Excerpted passage>
--- --- ---

Last update: July 5, 2022 23:41

Newsroom logo

Severe Air Pollution In Iran Turns Into Major Public Health Crisis

By Orkhan Jalilov December 25, 2019


The air quality index for the capital city of Tehran has reached 139 which is considered unhealthy for the sensitive groups. The pollution has forced school shutdowns in most large cities of Iran beginning from December 21, 2019. / Shahab Ghayoumi / MEHR News Agency

Over 8,000 people visited hospital emergency rooms across Iran with heart and respiratory-related complaints due to air pollution.

“Due to air pollution and increased particulate matter in the provinces of Tehran, Isfahan, Markazi, Alborz, East Azerbaijan, West Azerbaijan, Qazvin and Qom, 8,296 people visited pre-hospital emergency services across the country, 5,018 of them were heart related and 3,278 respiratory related complaints,” the spokesman of Iran’s Emergency Services Organization Mojtaba Khaledi said on Monday, according to Jam-e Jam news.

The pollution has forced school shutdowns in most large cities.

According to the World Bank, most of the pollution in Tehran is caused by heavy-duty vehicles, motorbikes, refineries and power plants. Smog is mostly caused by heavy traffic as well as factory pollution, and has been worsened by a lack of wind and rain, Tehran’s provincial governor Anoushirvan Bandpay said.

Bandpay said cars are responsible for 60 percent of air pollution in Tehran, with diesel trucks playing a major role. Factories account for 18 percent, while electricity-generating plants are responsible for 12 percent. However local authorities have rejected claims about low-quality gasoline, saying it conforms to Euro 5 emissions standards.

The Tehran municipality disclosed that a major source of air pollution in the city of nine million has been the usage of nonstandard mazut – a low-quality fuel oil used in power plants, which contains high-density sulfur – at industrial complexes located in the nearby town of Shahr-e Rey.

--- --- ---

(Images for object localization)
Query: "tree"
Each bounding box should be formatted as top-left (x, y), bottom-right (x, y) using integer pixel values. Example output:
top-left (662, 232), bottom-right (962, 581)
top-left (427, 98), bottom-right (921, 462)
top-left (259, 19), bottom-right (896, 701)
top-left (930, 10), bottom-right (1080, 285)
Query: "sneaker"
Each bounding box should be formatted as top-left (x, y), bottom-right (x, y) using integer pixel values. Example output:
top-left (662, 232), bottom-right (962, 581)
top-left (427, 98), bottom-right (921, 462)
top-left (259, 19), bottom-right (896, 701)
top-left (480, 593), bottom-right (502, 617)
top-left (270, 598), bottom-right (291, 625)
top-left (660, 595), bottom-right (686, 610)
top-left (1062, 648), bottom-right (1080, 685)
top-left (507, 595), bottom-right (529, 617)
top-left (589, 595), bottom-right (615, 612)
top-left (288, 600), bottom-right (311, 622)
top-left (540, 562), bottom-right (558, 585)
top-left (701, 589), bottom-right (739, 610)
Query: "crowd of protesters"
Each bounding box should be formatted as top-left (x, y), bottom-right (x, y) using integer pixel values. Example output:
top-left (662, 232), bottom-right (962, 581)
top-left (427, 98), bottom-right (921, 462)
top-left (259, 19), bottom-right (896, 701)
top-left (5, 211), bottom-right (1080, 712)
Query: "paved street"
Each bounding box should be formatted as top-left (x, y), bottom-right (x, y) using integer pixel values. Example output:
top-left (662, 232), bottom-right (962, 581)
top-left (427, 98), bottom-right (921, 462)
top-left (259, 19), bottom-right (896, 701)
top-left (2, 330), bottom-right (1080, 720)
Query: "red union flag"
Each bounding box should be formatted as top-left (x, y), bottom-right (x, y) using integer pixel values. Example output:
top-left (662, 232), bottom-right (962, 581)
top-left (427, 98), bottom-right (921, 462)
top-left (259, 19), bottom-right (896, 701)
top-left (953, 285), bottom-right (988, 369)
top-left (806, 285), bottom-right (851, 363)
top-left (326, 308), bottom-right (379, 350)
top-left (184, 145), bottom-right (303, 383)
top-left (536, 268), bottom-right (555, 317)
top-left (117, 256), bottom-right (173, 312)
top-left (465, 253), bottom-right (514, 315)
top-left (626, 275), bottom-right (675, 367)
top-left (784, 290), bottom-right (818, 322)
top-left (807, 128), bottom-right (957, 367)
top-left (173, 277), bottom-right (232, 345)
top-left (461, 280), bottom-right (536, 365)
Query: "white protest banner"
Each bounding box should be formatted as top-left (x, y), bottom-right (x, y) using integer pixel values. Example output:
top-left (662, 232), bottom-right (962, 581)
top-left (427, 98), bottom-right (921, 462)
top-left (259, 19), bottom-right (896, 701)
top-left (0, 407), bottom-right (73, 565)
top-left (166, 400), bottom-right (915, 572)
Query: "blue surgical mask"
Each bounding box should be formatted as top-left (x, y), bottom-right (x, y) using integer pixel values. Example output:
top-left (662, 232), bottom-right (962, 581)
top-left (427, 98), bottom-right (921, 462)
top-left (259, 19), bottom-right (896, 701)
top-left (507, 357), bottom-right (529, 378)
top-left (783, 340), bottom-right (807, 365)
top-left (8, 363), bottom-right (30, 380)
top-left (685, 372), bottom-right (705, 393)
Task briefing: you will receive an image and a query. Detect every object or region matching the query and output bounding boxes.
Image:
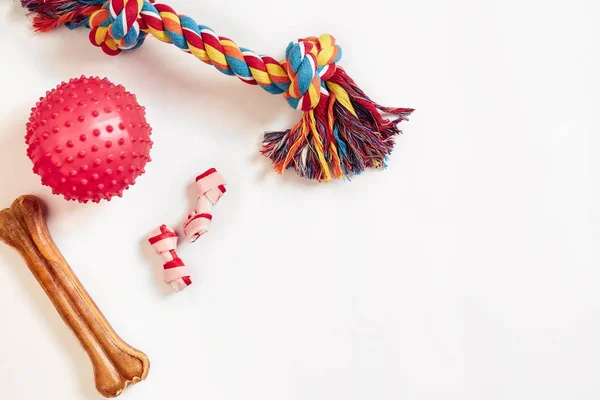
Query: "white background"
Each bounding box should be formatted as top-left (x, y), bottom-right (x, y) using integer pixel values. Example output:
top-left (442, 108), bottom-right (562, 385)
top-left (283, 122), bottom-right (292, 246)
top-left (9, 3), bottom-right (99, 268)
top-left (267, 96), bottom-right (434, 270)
top-left (0, 0), bottom-right (600, 400)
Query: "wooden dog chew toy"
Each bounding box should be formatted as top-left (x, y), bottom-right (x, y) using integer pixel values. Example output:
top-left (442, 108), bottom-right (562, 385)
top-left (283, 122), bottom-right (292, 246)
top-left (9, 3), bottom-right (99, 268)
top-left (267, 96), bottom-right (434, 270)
top-left (21, 0), bottom-right (413, 181)
top-left (0, 196), bottom-right (150, 397)
top-left (148, 225), bottom-right (192, 292)
top-left (183, 168), bottom-right (227, 243)
top-left (25, 76), bottom-right (152, 203)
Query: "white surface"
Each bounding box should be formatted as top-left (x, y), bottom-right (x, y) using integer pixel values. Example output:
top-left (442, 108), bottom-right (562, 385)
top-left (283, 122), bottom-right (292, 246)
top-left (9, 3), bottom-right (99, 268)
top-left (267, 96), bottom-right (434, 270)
top-left (0, 0), bottom-right (600, 400)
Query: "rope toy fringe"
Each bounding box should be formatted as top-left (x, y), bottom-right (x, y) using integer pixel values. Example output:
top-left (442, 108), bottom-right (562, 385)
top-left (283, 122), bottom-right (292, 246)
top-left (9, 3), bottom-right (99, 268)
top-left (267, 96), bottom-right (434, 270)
top-left (21, 0), bottom-right (414, 181)
top-left (148, 224), bottom-right (192, 293)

--- --- ---

Required work>
• 1. Answer these questions about the article on air pollution in Iran:
(a) How many of the 8,296 emergency visits involved heart-related complaints?
(b) What share of Tehran's air pollution did Bandpay attribute to factories?
(c) What is mazut?
• 2. Write the next part of the article on air pollution in Iran, starting after its final sentence.

Results for each task>
• 1.
(a) 5,018
(b) 18 percent
(c) A low-quality fuel oil used in power plants that contains high-density sulfur

• 2.
Meanwhile, environmental officials in Shahr-e Rey claim that using mazut in the city's cement plant has been banned.

Mazut is a byproduct of distilled crude petroleum. While the refined oil is exported as kerosene or petroleum, the heavier refuse – mazut – gets used as fuel. Since Iran's refineries are old and deprived of new technologies due to sanctions, 24 percent of crude oil has turned into mazut, which compared with gasoline and diesel has a very low value.

The level of sulfur density in mazut produced in Iran is nearly 3.5 percent, which is seven times more than the international standard for ships, which use mazut. The use of the fuel has been strictly banned in Iran’s urban areas, specifically in cities like Tehran, which are struggling with air pollution.

Industrial plants’ use of mazut may be out of desperation. Iranian authorities have confirmed that the flow of natural gas to industrial plants during the cold seasons has been stopped. But at the same time, officials have boasted that Iran is fully self-sufficient in its usage of natural gas – a much cleaner-burning fuel that does not produce a fraction of the pollution of other fossil fuels like mazut.